**Directions for this task**
Transcribe the records below line for line, leaving out the pictures.

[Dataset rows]
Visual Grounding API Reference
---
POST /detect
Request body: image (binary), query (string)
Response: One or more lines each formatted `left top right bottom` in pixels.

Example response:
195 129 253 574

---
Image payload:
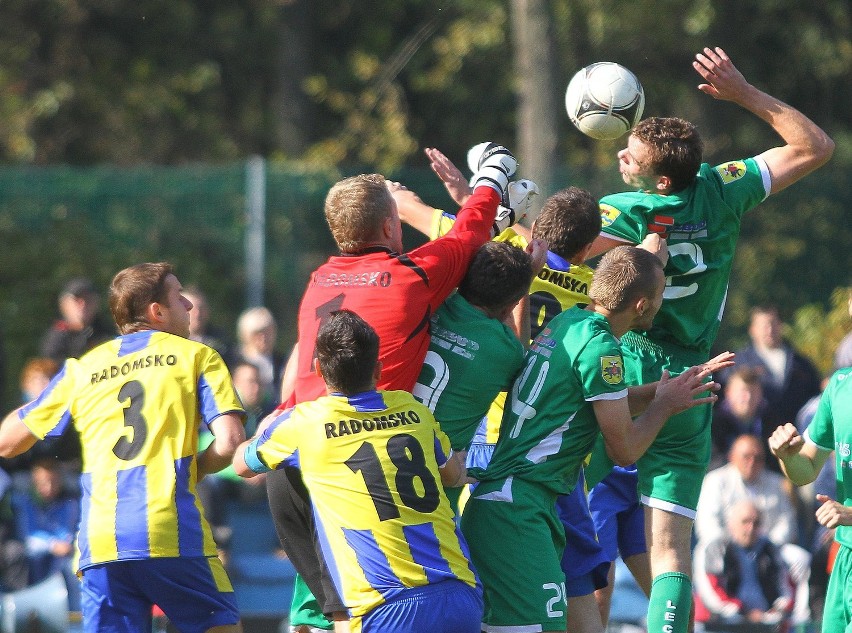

**Response to this exercise**
Visual Grounding API Reference
---
POST /detect
Request body: image (binary), query (string)
Response: One or more lines each formatted `left top right bottom` in pixels.

Example response:
195 129 253 574

---
Image payload:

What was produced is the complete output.